Reproduce the following records exactly from the line containing "If you would be willing to indicate the distant" onward, ending with the last line and including it.
** START Information supplied **
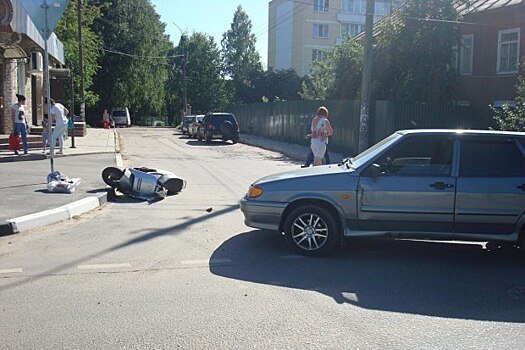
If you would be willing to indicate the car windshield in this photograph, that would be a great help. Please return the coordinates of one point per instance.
(222, 117)
(373, 151)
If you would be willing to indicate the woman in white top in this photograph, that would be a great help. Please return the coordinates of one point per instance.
(321, 130)
(19, 120)
(58, 114)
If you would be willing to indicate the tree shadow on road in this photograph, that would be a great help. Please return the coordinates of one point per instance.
(460, 281)
(148, 236)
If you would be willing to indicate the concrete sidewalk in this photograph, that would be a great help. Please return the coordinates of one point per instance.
(26, 204)
(291, 150)
(96, 141)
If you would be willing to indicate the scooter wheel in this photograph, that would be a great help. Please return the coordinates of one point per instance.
(111, 175)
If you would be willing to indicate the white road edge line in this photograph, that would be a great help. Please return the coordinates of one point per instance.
(6, 271)
(206, 262)
(103, 266)
(291, 256)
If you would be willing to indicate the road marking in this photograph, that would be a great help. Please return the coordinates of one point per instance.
(104, 266)
(206, 262)
(291, 256)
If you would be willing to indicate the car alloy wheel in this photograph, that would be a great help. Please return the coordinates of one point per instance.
(311, 230)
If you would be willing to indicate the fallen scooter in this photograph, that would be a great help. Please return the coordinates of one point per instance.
(143, 183)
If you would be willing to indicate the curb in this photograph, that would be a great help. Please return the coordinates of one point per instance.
(52, 216)
(293, 155)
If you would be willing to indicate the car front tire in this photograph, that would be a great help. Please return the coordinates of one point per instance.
(311, 230)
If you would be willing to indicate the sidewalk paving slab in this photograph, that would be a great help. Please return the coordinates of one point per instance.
(291, 150)
(23, 186)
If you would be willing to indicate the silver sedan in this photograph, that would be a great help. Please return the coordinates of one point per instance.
(424, 184)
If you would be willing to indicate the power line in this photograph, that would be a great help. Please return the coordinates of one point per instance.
(138, 56)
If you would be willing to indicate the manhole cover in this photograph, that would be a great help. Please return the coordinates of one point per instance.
(516, 293)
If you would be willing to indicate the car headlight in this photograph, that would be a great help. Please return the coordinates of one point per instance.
(254, 192)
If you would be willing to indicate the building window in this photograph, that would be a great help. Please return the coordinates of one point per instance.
(21, 77)
(321, 5)
(508, 51)
(320, 30)
(318, 55)
(349, 5)
(362, 7)
(351, 29)
(454, 59)
(382, 8)
(467, 54)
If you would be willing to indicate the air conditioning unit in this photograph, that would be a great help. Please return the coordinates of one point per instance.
(37, 64)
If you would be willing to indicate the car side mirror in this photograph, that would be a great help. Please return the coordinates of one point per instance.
(375, 170)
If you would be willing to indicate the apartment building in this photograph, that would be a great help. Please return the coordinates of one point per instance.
(300, 32)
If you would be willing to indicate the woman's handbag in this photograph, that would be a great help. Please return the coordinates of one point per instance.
(14, 142)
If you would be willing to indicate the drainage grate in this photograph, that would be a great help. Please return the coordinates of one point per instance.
(516, 293)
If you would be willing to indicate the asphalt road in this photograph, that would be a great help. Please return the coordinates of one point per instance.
(172, 275)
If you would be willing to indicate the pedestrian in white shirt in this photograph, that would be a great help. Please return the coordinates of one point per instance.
(58, 115)
(19, 120)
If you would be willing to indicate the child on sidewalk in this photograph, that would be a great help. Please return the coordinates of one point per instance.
(45, 133)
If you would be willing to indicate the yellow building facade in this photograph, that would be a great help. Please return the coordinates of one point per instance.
(301, 32)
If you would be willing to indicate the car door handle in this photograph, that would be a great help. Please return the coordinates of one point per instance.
(441, 185)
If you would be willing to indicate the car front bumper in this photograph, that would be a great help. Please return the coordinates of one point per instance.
(262, 215)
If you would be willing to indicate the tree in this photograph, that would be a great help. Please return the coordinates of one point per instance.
(134, 66)
(277, 85)
(66, 30)
(414, 53)
(338, 75)
(241, 59)
(513, 118)
(206, 85)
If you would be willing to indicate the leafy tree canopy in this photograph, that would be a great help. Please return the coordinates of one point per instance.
(67, 31)
(338, 75)
(414, 53)
(240, 58)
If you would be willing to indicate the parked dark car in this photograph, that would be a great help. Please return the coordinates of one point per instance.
(222, 126)
(186, 122)
(425, 184)
(193, 128)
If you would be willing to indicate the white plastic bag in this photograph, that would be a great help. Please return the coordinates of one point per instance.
(56, 182)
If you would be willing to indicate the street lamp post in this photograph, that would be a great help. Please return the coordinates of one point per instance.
(364, 119)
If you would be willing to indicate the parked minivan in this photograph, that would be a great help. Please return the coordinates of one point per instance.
(121, 117)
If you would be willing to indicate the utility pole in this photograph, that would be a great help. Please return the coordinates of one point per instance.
(364, 119)
(184, 89)
(81, 62)
(72, 106)
(182, 44)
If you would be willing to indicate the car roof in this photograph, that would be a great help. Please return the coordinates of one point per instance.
(460, 132)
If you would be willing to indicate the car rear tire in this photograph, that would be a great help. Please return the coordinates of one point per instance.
(226, 128)
(111, 175)
(311, 230)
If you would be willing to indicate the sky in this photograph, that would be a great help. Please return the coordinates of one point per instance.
(213, 17)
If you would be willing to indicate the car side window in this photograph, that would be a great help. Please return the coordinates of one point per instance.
(417, 156)
(486, 158)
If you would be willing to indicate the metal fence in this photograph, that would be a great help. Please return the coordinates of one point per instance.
(290, 121)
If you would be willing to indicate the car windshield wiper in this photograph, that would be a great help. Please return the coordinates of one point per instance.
(347, 161)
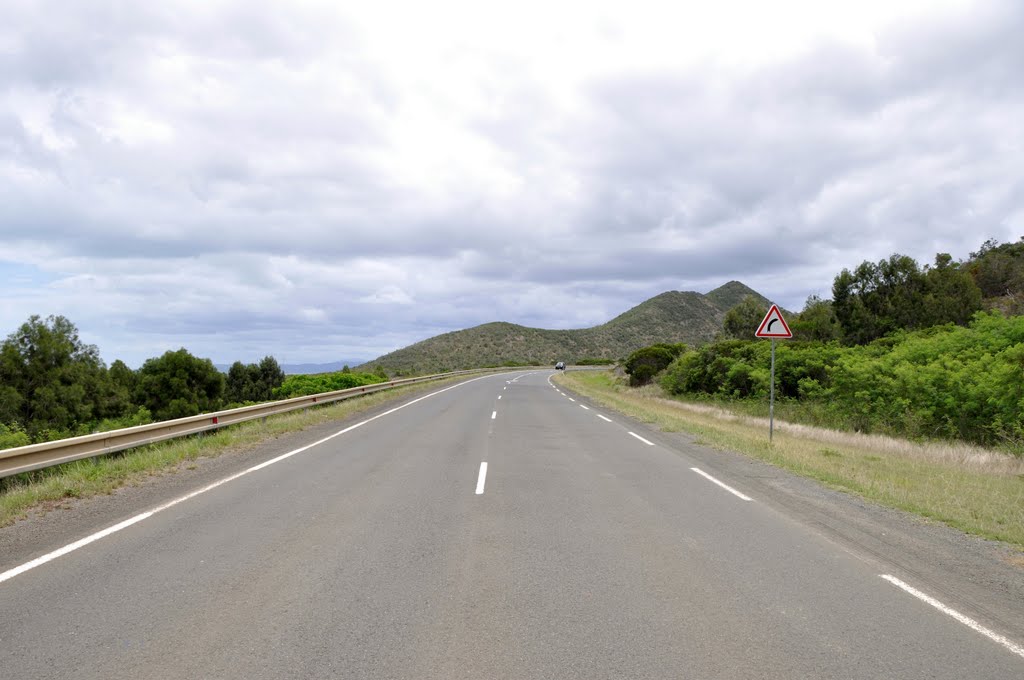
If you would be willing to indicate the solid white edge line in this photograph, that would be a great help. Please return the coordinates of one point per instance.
(481, 478)
(967, 621)
(649, 443)
(71, 547)
(725, 486)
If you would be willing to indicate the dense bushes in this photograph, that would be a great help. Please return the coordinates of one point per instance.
(646, 363)
(965, 383)
(53, 386)
(325, 382)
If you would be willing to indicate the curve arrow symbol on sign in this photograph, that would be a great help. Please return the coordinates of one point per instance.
(773, 316)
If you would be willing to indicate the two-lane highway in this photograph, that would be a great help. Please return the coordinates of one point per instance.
(584, 548)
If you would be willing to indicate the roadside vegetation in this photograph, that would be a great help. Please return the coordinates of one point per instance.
(53, 386)
(906, 387)
(56, 486)
(977, 491)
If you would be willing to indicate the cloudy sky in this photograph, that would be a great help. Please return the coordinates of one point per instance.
(334, 180)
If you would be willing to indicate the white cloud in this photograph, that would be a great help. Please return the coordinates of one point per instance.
(222, 175)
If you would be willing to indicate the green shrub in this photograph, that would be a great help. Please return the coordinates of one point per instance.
(324, 382)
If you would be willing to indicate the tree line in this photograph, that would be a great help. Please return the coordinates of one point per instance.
(933, 351)
(53, 385)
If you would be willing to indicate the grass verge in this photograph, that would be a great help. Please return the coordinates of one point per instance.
(976, 491)
(51, 487)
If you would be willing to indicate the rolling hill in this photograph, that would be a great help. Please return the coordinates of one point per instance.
(672, 316)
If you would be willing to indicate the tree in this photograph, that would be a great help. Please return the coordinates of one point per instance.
(896, 294)
(51, 380)
(741, 322)
(239, 384)
(950, 294)
(268, 376)
(646, 363)
(178, 384)
(817, 322)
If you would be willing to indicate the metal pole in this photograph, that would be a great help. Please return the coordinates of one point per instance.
(771, 400)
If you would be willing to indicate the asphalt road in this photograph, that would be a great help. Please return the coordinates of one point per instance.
(590, 549)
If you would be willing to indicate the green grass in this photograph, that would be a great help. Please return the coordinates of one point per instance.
(976, 491)
(52, 487)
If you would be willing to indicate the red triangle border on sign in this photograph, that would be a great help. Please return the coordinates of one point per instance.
(773, 313)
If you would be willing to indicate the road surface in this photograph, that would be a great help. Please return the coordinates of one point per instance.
(586, 547)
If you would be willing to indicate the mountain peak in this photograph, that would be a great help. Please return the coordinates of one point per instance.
(670, 316)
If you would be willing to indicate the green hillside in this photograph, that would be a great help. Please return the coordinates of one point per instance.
(672, 316)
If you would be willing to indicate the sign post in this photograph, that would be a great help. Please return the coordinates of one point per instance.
(768, 329)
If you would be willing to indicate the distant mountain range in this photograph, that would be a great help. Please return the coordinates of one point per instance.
(673, 316)
(300, 369)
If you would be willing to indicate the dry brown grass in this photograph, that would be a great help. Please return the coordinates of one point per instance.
(975, 490)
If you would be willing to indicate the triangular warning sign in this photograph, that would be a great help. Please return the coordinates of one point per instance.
(773, 326)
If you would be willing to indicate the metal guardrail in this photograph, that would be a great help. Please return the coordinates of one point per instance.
(38, 456)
** END Information supplied **
* Task answer:
If you would be willing to indicate the distant mountain range in this photograph, that would be a great help. Please return the coordinates of one point per instance.
(673, 316)
(300, 369)
If you would be willing to indicate the dry brown grass in this photograph, that would be a great help. Please return the coordinates of one point per instance.
(975, 490)
If you would be willing to indicate the triangular warning sign in this photograph, that would be a great help. Please return the coordinates of one point per instance.
(773, 326)
If you would be willing to indicate the metal guardrail in this photograph, that would be a great help. Please return the coordinates of one point per instance.
(38, 456)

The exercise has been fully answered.